(Point annotation records)
....

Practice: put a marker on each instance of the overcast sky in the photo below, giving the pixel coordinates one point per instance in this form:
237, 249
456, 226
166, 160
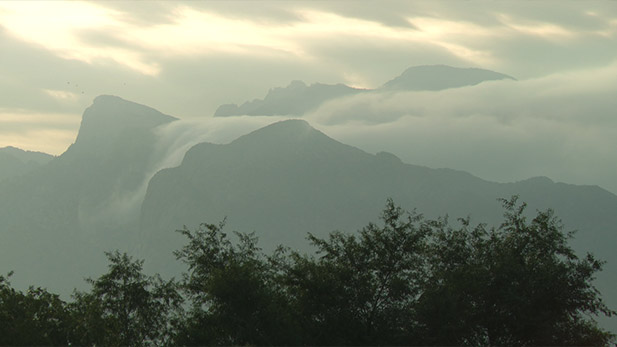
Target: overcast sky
187, 58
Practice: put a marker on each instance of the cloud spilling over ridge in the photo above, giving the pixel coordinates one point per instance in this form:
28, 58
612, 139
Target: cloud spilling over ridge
562, 126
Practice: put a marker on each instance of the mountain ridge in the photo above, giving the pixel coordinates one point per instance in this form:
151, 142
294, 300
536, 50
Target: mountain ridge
297, 98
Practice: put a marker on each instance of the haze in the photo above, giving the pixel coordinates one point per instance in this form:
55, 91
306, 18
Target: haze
187, 58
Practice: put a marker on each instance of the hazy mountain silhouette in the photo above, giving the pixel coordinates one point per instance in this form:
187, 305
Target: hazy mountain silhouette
281, 181
440, 77
68, 212
17, 162
298, 98
288, 179
295, 99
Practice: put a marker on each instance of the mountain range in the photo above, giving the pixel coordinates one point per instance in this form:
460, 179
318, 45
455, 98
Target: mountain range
108, 191
297, 98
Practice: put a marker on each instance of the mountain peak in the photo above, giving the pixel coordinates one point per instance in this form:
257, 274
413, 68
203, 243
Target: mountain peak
283, 132
110, 116
438, 77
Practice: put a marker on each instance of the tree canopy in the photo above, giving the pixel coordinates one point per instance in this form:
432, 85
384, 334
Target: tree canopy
407, 280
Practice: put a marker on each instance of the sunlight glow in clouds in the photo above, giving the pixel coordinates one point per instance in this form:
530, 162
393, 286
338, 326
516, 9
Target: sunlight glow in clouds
57, 26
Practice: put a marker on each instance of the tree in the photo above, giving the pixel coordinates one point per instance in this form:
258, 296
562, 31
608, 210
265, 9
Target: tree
125, 307
362, 288
518, 284
406, 281
235, 297
35, 317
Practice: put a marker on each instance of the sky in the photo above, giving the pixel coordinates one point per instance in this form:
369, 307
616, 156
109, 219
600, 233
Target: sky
185, 58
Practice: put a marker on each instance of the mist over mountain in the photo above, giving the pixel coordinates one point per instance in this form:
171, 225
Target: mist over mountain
298, 98
288, 179
440, 77
16, 162
118, 187
56, 222
295, 99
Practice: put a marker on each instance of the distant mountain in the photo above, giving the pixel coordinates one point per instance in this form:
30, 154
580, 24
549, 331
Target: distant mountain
281, 181
64, 215
295, 99
298, 98
440, 77
17, 162
288, 179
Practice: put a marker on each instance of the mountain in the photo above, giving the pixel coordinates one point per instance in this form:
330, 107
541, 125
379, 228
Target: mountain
288, 179
298, 98
295, 99
440, 77
17, 162
56, 222
281, 181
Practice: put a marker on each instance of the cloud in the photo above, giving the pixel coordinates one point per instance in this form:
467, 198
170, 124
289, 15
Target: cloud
561, 126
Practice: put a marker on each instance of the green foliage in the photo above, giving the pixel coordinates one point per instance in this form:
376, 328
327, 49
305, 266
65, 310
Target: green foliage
125, 307
405, 281
36, 317
236, 300
519, 284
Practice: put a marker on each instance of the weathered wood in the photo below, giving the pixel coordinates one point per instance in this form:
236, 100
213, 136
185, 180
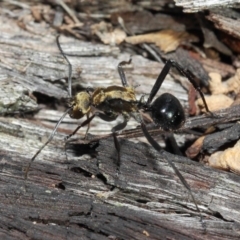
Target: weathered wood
79, 190
75, 192
198, 5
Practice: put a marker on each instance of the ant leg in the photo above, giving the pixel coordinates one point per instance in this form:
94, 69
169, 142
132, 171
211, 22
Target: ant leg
89, 119
116, 129
180, 176
172, 144
69, 68
185, 72
121, 72
45, 144
87, 127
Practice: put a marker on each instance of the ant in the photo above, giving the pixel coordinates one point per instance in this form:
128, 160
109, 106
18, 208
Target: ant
109, 102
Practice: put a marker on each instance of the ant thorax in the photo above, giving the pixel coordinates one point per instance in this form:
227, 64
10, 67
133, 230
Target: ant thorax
80, 105
115, 99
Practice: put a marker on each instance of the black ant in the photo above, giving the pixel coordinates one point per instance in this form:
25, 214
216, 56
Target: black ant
110, 102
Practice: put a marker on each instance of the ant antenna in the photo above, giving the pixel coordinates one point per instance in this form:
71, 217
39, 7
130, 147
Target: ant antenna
69, 67
65, 113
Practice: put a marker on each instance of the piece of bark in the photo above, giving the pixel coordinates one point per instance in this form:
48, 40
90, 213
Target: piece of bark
199, 5
79, 193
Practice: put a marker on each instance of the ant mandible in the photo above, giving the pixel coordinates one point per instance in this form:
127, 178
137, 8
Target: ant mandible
110, 102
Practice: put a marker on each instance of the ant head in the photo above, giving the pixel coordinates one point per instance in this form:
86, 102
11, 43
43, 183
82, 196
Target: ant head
167, 112
80, 105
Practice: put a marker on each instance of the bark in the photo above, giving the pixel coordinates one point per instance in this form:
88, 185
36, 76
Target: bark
74, 190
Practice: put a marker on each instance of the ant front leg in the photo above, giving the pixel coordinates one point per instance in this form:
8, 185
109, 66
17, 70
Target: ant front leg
121, 72
86, 122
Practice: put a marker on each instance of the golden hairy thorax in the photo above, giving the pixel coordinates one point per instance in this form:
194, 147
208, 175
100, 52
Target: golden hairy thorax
81, 105
115, 99
112, 100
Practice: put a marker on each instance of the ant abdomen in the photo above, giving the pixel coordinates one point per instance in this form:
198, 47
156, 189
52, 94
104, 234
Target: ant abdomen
167, 112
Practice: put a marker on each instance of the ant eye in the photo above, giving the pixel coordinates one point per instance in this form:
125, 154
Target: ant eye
167, 112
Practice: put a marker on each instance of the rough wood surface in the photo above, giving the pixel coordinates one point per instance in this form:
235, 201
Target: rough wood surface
74, 190
199, 5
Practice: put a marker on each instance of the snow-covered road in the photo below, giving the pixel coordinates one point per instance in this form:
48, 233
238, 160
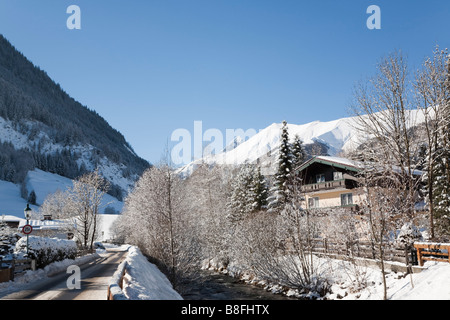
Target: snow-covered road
94, 276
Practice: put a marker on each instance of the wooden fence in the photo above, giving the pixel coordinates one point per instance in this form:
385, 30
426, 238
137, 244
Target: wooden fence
432, 252
14, 267
363, 249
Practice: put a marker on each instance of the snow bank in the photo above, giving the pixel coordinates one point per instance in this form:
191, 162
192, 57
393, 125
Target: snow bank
22, 281
144, 281
46, 250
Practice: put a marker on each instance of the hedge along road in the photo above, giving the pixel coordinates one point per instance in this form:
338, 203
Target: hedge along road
94, 276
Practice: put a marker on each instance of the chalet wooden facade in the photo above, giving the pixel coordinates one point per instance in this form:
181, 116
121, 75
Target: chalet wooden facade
330, 182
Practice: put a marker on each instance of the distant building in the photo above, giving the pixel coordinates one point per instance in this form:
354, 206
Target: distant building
49, 228
330, 182
333, 182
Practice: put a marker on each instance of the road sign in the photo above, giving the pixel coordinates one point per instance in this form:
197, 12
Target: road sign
27, 229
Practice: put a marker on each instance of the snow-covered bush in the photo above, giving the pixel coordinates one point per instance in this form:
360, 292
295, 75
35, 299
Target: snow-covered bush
407, 235
46, 250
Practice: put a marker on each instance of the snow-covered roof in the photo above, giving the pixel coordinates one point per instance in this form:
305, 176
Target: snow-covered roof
44, 224
334, 161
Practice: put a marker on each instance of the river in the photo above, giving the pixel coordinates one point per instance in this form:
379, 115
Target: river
216, 286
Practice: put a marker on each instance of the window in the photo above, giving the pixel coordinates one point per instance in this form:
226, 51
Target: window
346, 199
313, 202
337, 175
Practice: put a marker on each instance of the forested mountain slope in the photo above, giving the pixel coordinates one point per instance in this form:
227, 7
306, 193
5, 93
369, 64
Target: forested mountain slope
42, 127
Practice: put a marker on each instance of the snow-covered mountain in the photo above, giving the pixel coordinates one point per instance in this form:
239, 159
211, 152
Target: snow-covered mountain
43, 128
324, 138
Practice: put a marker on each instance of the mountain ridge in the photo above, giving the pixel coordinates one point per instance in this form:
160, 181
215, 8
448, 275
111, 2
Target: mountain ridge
42, 127
327, 138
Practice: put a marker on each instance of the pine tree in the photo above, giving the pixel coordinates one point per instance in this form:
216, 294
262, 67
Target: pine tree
260, 190
241, 198
441, 170
281, 189
298, 152
249, 192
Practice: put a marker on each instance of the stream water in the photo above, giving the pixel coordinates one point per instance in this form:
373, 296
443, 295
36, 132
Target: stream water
222, 287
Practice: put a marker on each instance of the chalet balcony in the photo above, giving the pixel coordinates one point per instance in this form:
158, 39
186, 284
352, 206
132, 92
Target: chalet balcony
328, 185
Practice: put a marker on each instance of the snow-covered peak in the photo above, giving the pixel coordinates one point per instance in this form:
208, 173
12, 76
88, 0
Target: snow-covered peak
337, 135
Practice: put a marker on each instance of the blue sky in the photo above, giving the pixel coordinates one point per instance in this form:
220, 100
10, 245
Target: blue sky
150, 67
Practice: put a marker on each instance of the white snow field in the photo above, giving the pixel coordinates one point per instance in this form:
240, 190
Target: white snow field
338, 135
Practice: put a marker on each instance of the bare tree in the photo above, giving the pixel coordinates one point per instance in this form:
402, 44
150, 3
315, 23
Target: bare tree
432, 95
156, 220
84, 203
384, 107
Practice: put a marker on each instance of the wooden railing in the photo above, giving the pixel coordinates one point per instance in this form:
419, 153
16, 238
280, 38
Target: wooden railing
116, 284
15, 266
432, 251
361, 249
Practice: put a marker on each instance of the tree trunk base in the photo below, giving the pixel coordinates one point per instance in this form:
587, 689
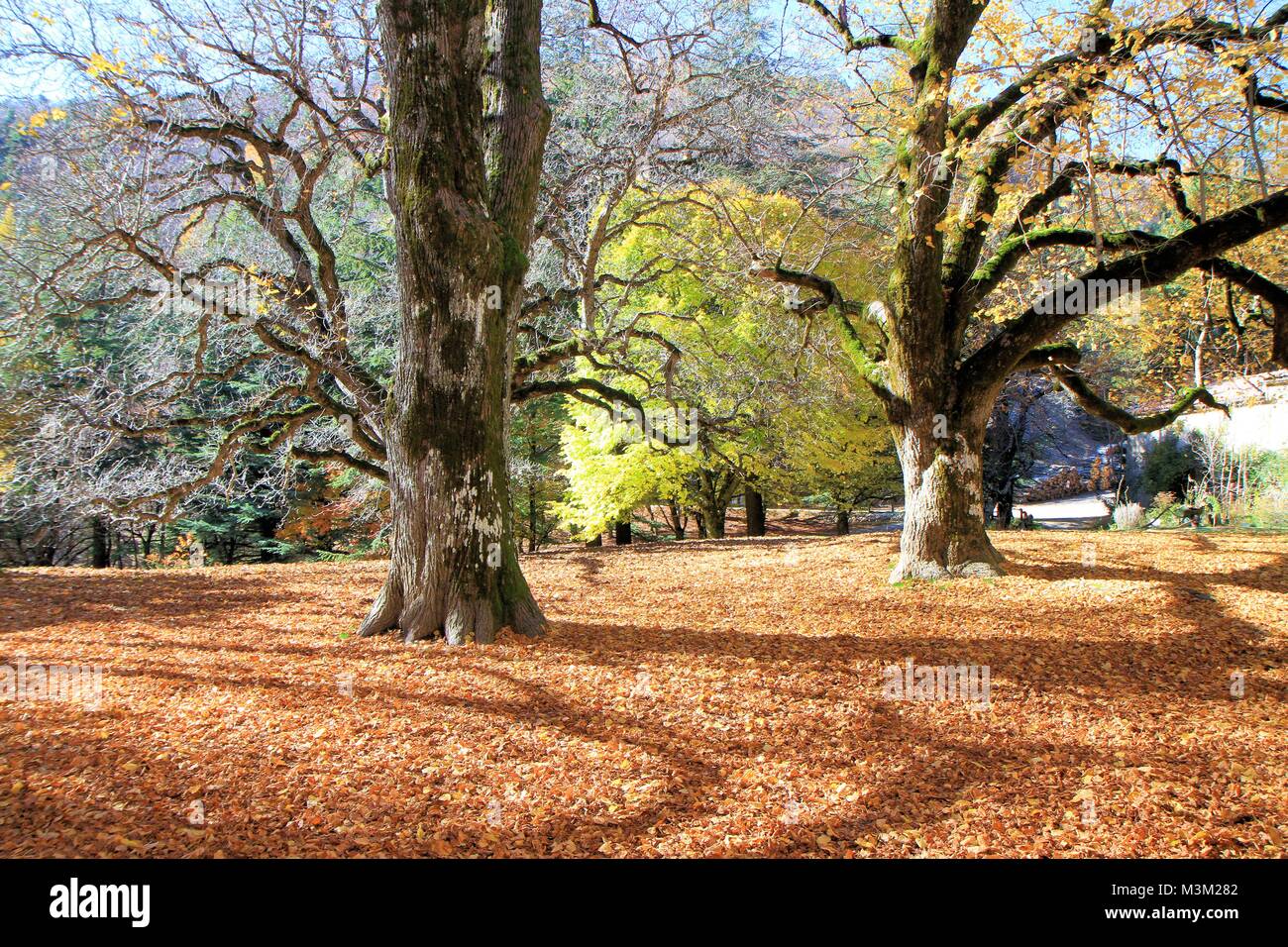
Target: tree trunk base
460, 620
978, 560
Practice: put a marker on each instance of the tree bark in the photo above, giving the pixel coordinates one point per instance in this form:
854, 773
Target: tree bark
712, 522
101, 557
467, 125
622, 534
755, 513
943, 523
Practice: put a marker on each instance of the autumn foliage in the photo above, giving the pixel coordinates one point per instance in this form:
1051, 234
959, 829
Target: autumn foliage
713, 698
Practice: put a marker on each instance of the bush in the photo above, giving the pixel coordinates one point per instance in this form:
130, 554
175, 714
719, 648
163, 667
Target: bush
1168, 464
1128, 515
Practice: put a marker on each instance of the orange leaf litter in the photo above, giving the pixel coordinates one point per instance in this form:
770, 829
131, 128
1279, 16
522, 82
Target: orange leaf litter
704, 698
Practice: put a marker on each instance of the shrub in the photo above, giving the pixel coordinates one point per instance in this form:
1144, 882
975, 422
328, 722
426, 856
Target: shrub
1167, 467
1128, 515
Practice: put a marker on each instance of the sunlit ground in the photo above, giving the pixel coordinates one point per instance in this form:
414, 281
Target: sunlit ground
706, 698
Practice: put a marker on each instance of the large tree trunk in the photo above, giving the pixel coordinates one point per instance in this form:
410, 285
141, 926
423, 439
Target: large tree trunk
101, 557
755, 513
712, 522
943, 522
467, 123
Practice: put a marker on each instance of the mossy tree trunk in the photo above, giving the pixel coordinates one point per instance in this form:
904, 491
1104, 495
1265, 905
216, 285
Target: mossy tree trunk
755, 513
467, 129
956, 245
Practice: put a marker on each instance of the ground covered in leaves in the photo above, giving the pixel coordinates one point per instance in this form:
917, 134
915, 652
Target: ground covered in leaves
706, 698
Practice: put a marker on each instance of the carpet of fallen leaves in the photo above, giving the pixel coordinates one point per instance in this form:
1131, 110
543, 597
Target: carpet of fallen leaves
707, 698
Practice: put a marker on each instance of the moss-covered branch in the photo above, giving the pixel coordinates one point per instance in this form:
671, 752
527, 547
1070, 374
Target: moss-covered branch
1131, 424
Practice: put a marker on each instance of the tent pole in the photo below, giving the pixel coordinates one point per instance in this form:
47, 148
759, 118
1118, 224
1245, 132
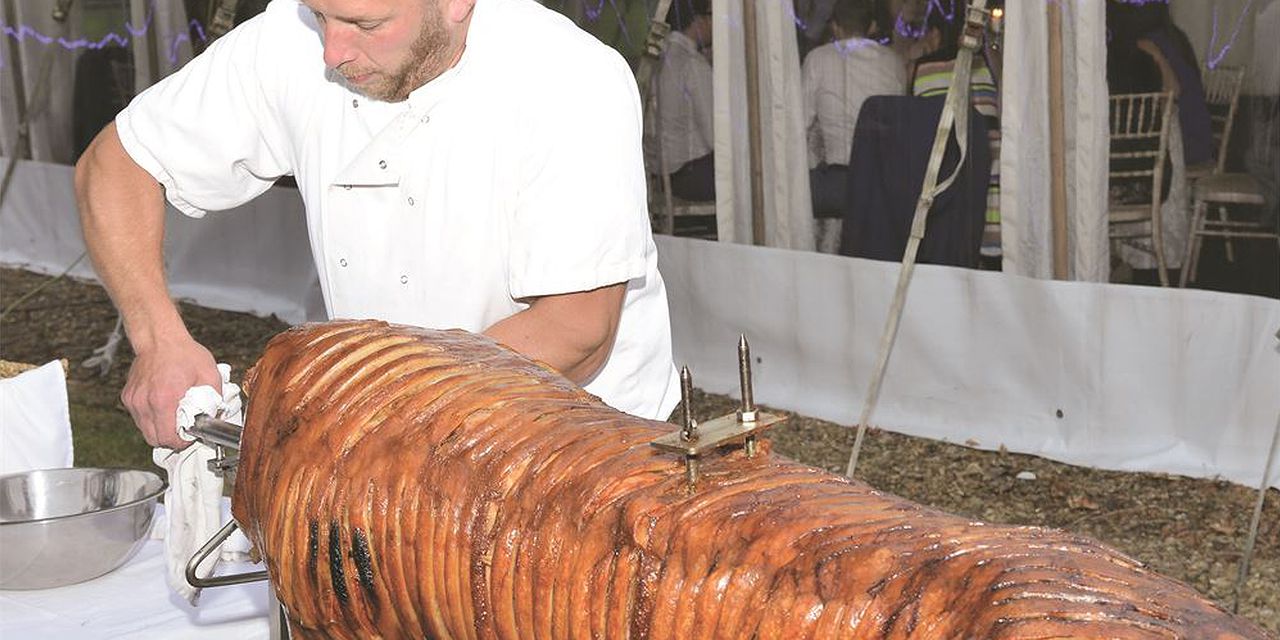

....

THE REQUEST: Extract every line of the listing above that contains the word "clouds". Matching is case-sensitive.

TASK SOLUTION:
Practice: put a marker on each instance of the sunlight glow in clouds in the photo above, giving the pixel coordinates one point per instance in this form:
Target: sunlight glow in clouds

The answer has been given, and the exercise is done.